▶ [Quoted passage]:
Jun 27, 2022 - Economy & Business

Economic fallout of Dobbs ruling will hurt poor women most

Data: Axios research; Cartogram: Sara Wise and Oriana Gonzalez/Axios

Lower-income women will likely bear the brunt of Friday's U.S. Supreme Court ruling overturning the constitutional right to an abortion.

Why it matters: Though it may seem solely personal and political, abortion access is also an economic issue for women in the U.S., where they often face a steep wage and career penalty for becoming mothers.

  • In its majority opinion, the court did not substantively address any of the economic arguments in favor of keeping abortion legal — though these points garnered much attention in recent months.
  • Instead, the court said the notion that women need abortion access to participate equally in the economic and social life of the nation — as held in Roe and Planned Parenthood v. Casey — was "intangible."

▶ [The data]:

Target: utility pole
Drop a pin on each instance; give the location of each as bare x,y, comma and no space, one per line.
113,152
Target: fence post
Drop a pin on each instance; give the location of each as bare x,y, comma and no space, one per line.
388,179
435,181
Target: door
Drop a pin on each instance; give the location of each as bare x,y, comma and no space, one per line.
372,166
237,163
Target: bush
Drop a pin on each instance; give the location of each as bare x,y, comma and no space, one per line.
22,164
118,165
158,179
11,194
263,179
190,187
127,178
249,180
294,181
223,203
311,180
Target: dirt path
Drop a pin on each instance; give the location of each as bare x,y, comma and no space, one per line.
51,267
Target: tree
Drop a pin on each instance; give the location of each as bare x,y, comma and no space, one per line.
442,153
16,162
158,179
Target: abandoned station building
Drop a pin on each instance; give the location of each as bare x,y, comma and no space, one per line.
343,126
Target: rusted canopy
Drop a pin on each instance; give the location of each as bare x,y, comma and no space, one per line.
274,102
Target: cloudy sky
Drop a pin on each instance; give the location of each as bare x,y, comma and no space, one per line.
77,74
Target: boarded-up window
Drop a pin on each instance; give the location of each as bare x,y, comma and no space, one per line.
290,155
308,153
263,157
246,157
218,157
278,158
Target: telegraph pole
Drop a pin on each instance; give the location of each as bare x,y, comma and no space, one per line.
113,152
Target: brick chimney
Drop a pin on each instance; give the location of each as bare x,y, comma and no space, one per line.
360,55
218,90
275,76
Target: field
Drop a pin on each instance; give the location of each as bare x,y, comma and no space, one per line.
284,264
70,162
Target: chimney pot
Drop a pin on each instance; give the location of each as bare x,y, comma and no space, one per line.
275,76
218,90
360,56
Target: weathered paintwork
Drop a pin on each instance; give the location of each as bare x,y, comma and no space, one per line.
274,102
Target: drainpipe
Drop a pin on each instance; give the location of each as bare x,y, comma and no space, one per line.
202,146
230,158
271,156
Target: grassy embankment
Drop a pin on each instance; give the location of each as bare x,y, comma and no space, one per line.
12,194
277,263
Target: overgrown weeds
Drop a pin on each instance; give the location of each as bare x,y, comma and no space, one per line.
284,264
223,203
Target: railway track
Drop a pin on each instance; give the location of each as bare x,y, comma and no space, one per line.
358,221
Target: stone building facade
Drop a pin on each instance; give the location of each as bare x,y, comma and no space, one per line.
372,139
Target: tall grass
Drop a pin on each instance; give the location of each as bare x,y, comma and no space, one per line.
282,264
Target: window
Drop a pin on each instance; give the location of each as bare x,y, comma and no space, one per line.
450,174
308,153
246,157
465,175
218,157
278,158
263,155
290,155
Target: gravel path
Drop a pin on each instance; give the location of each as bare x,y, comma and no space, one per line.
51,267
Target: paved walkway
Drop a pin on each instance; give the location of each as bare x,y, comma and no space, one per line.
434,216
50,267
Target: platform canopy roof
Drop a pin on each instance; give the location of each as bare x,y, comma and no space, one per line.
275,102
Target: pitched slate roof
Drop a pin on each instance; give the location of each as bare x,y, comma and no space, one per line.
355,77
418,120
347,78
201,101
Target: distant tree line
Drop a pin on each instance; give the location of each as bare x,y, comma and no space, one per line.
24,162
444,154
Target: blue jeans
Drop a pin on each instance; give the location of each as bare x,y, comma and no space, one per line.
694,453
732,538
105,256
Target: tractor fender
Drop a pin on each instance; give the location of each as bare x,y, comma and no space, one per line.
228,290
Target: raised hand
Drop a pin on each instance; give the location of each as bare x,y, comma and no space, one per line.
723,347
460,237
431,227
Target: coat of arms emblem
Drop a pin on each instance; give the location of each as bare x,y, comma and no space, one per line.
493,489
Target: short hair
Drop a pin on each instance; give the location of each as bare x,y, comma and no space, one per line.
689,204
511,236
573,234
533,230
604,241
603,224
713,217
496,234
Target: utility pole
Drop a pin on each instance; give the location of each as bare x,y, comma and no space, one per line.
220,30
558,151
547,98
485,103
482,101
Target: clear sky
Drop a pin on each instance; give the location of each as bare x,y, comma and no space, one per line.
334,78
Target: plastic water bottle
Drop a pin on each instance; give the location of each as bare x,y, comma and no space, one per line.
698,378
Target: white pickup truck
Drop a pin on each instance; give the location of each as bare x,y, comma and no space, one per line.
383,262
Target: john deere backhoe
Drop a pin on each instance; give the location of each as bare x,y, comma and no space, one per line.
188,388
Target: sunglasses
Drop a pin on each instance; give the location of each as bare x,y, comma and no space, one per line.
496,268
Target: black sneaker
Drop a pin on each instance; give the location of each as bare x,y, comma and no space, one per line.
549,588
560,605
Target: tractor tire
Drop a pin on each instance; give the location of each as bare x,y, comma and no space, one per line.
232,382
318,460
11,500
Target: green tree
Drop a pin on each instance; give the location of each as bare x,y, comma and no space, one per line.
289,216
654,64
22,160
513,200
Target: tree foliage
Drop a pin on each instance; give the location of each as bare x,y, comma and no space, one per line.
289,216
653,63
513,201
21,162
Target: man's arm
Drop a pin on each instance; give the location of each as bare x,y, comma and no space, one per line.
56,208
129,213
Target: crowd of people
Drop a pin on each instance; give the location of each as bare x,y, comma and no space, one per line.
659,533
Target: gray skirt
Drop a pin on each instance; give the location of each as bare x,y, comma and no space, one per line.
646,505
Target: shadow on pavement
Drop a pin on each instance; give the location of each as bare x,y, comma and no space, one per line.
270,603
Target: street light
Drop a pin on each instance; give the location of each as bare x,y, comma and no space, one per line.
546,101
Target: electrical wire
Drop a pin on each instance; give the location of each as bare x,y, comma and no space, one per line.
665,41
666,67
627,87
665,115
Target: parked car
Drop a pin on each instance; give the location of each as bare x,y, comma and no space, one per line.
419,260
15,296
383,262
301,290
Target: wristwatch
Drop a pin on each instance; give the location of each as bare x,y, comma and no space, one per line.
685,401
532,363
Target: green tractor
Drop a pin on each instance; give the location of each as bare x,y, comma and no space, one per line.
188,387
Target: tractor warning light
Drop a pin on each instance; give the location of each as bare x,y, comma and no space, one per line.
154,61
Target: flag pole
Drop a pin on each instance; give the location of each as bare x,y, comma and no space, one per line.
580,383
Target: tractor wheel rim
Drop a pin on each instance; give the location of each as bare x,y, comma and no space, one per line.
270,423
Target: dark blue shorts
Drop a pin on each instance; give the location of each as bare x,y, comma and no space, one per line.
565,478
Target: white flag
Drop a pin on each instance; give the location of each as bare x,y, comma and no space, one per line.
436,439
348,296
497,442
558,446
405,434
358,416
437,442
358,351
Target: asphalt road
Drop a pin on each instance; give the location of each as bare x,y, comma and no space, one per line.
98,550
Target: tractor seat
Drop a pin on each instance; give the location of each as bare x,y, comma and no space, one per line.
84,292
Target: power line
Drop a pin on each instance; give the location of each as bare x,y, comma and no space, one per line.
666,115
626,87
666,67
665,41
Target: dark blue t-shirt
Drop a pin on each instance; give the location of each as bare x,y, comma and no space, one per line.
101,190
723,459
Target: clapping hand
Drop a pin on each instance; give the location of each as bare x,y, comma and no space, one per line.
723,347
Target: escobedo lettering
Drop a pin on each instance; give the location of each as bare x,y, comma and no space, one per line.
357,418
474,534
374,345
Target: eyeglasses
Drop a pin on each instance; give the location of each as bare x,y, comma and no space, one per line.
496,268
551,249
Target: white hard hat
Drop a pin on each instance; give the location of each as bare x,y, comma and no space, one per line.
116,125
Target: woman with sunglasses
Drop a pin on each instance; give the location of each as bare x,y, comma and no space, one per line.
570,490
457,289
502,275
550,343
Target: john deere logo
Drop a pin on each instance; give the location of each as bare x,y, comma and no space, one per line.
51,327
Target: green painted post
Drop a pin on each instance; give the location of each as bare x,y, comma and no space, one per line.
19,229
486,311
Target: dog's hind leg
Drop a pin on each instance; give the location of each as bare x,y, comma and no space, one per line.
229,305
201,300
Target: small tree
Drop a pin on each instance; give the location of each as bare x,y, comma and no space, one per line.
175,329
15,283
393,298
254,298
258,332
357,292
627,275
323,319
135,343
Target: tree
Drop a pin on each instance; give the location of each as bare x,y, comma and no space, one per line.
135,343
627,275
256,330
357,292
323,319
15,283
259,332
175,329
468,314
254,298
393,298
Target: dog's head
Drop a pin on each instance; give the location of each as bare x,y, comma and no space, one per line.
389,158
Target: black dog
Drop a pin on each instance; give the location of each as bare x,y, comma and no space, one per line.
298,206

▶ [Exercise set]:
**1.** In the article on the Dobbs ruling's economic fallout, rewrite the passage from "Why it matters: Though" to "in recent months.", replacing "wage" with "pay".
**2.** In the article on the Dobbs ruling's economic fallout, what word did the court use for the notion that women need abortion access to participate equally in the nation's economic and social life?
**3.** Continue the article on the Dobbs ruling's economic fallout from its last sentence.

▶ [Exercise responses]:
**1.**
Why it matters: Though it may seem solely personal and political, abortion access is also an economic issue for women in the U.S., where they often face a steep pay and career penalty for becoming mothers.

  • In its majority opinion, the court did not substantively address any of the economic arguments in favor of keeping abortion legal — though these points garnered much attention in recent months.

**2.** "Intangible."

**3.**
  • In their dissent, Justices Sonia Sotomayor, Stephen Breyer and Elena Kagan dispute that. "Above all others, women lacking financial resources will suffer from today’s decision," they write.

State of play: About 100,000 women who want abortions over the next year will likely not be able to get one due to financial and logistical constraints, Caitlin Knowles Myers, an economist at Middlebury College and a leading scholar on this issue, tells Axios.

  • She helped write an amicus brief, signed by 154 other economists, summarizing the economic scholarship linking Roe to women's social and financial advancement.
  • Most women in the states that now ban abortion will figure out a way to reach providers, Myers says. "About a quarter won't. Disproportionately they'll be the poorest and most vulnerable people. And this will severely impact their lives."

Probably the best hard data on the financial consequences of losing abortion access comes from a paper published in 2020, part of the Turnaway study.

  • The study uses credit reports to compare the financial outcomes of women who were able to access abortion to ones who were turned away from clinics because they were past the gestational cutoff; 68% of whom wound up giving birth.
  • The women who gave birth faced much higher rates of financial problems that persisted over the five-year period the researchers looked at — these included an increase in the amount of debt past due, bankruptcies and evictions.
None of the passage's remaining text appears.